**WHAT IS NEEDED:** Rewrite the rows below, changing every "detection target" to "search target" and leaving the rest as it is.

**DATA:**
:::::

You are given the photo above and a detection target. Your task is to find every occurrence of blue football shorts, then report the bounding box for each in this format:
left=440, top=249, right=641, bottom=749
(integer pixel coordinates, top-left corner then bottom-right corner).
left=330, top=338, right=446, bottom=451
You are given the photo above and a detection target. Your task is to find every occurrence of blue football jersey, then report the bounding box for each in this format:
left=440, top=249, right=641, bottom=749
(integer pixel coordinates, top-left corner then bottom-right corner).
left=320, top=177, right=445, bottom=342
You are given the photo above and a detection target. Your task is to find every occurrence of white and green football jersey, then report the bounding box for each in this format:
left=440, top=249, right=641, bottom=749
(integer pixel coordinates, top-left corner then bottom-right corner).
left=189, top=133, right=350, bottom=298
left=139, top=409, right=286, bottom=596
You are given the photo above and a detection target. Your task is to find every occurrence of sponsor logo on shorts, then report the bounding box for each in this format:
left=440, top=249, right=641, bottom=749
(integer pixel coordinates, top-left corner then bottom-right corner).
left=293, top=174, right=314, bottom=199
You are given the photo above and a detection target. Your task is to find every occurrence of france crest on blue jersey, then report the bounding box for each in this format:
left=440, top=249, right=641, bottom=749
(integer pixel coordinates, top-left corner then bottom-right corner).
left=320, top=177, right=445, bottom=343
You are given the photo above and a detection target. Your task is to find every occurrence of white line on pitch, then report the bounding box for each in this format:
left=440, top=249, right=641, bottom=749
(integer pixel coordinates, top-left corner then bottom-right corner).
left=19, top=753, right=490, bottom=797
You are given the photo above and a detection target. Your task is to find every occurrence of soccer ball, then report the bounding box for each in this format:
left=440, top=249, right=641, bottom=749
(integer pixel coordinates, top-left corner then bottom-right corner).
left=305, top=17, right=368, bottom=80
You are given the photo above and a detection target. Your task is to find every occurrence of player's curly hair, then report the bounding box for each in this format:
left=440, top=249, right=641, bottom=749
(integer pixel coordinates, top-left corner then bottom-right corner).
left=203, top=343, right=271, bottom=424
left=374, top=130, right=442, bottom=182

:::::

**SOLVED PROBLEM:**
You are given the photo above and a search target. Your task is to find every occurrence of blue football shorts, then report the bounding box for each in this format:
left=440, top=249, right=641, bottom=749
(integer pixel coordinates, top-left corner then bottom-right corner).
left=330, top=338, right=446, bottom=451
You are given the photo above and a search target. Your task is to find every occurrence of blue football jersey, then report the bounding box for each in this format:
left=440, top=249, right=641, bottom=749
(integer pixel coordinates, top-left corner then bottom-right corner).
left=320, top=177, right=445, bottom=342
You are given the photo above and a search target. Your task is to find every occurrence of white and green football jersey, then report the bounding box for each in this format:
left=440, top=249, right=641, bottom=749
(integer pixel coordinates, top-left corner then bottom-right corner).
left=189, top=133, right=350, bottom=298
left=139, top=409, right=286, bottom=596
You are given the photo above and a search target. Your task is to find every occurrence of sponsor logo on shorts, then report the bounding box for each in this format:
left=440, top=249, right=641, bottom=749
(integer pixel coordinates, top-left corner then bottom-right corner).
left=293, top=174, right=314, bottom=199
You are given the photo above and a search target. Your task is to find every occurrence of france crest on blue jersey, then report the bounding box for each in this format:
left=440, top=249, right=641, bottom=749
(integer pixel coordinates, top-left corner then bottom-right corner).
left=320, top=177, right=445, bottom=343
You are given the photo above and a search target. Your task is to find every occurrence of white line on pitch, then report the bounding box for each in this format:
left=440, top=249, right=641, bottom=749
(integer pixel coordinates, top-left corner then bottom-right corner).
left=19, top=753, right=490, bottom=797
You are given the photo above and a search target. Your task is to find every occurrence of soccer ball, then report the bounding box for each in this format:
left=440, top=249, right=641, bottom=749
(integer pixel coordinates, top-left corner then bottom-right corner).
left=305, top=17, right=368, bottom=80
You are given the photo above and a search target. Your task is to find every occurrence of player's curly hair, then report the bounding box for each in this format:
left=440, top=249, right=641, bottom=749
(integer pixel coordinates, top-left corner then bottom-right corner).
left=203, top=343, right=271, bottom=424
left=374, top=130, right=442, bottom=182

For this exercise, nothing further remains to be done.